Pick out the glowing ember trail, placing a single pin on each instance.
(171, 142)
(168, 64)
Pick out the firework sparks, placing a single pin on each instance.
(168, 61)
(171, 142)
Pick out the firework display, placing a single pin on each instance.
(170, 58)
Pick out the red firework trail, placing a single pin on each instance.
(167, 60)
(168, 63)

□ □ □ □

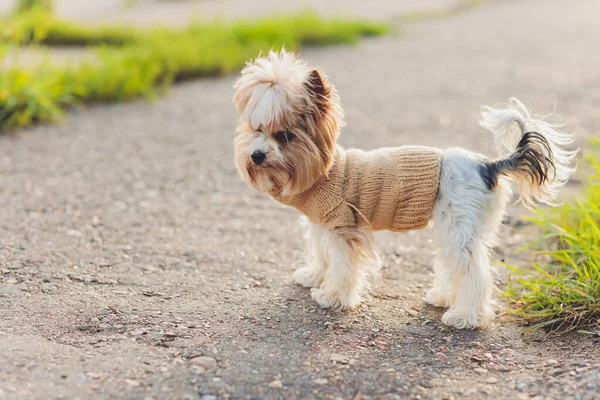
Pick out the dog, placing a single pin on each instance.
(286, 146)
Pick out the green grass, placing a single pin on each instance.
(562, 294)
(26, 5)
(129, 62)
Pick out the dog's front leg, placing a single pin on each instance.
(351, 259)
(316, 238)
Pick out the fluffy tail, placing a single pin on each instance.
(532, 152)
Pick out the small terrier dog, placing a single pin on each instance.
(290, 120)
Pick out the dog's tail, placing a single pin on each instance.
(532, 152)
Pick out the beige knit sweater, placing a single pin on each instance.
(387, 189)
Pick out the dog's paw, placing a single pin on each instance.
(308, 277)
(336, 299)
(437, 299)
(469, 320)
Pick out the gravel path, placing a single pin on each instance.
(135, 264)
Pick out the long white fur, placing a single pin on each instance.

□ □ □ □

WHAT NEEDS TO BE DONE: Repeat the listing from the line containing "Pick out the fluffy" through the line containing "Pick out the long", with both of those lines included and every line reproduced as given.

THE COMPLETED TASK:
Pick out the fluffy tail, placing a single pin on each instance.
(532, 152)
Pick out the small terrier dog, placing a single pin on each instance.
(290, 120)
Pick out the dog's tail, placing a single pin on each instance.
(532, 152)
Pick out the beige knit sweater, placing a single pin on each instance.
(387, 189)
Pick out the dog's paw, placing a single pin on each instance.
(308, 277)
(336, 299)
(437, 299)
(469, 320)
Pick out the gravel path, placing a single pin on each instance.
(135, 264)
Pick out the long white fur, placing a single pin on each instance.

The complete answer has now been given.